_To do_.
Leave the pictures out. Return all other data exactly.

_Dataset entries_.
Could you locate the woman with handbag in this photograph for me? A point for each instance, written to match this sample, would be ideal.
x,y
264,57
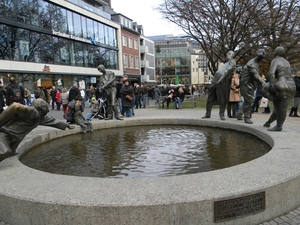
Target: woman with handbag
x,y
234,96
127,96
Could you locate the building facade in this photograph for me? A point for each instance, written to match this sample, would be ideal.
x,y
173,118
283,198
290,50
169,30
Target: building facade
x,y
178,60
56,42
130,47
147,51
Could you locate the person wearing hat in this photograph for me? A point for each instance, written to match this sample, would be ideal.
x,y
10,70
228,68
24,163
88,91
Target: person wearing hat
x,y
108,85
79,118
14,92
2,102
94,110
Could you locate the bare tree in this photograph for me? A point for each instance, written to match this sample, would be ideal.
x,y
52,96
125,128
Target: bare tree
x,y
238,25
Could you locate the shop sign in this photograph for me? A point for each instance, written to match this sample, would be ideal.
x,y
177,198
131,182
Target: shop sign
x,y
46,68
57,33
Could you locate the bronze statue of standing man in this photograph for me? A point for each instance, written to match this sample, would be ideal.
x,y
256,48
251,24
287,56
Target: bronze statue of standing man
x,y
280,89
248,83
218,93
108,84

_Reply_.
Could you locate the woman with handbag in this photograph for me? A point for each instance, written to match this sample, would be ideal.
x,y
264,57
Target: woman with handbag
x,y
234,96
127,96
Could you locate the building facade in this photograph for me? A point for each instance, written to match this sample, would be ideal.
x,y
173,118
283,198
290,50
169,30
Target: building facade
x,y
178,60
56,42
130,47
147,51
Could you locate the person wearing hat in this photograph for me? A point for each instance, written to match this sample, would be ideal.
x,y
10,70
228,68
24,163
88,91
Target: person wearing hat
x,y
108,85
79,118
14,92
2,102
94,110
Could you locate the bare tree in this photograph for me? A point for each instance, written to match this sample, would be ideal.
x,y
52,96
125,128
Target: bare tree
x,y
238,25
Could you locate the shop sign in this photograph for me? A point for each instance, written to match this sample, would be ideal.
x,y
177,198
131,182
Target: shop sign
x,y
46,68
57,33
Could you locate the bronze statue of standing man in this photograph for me? A point for each instance, written to match this sample, would be ideal.
x,y
256,48
251,24
287,56
Target: bronze statue of standing man
x,y
280,89
248,83
218,93
108,84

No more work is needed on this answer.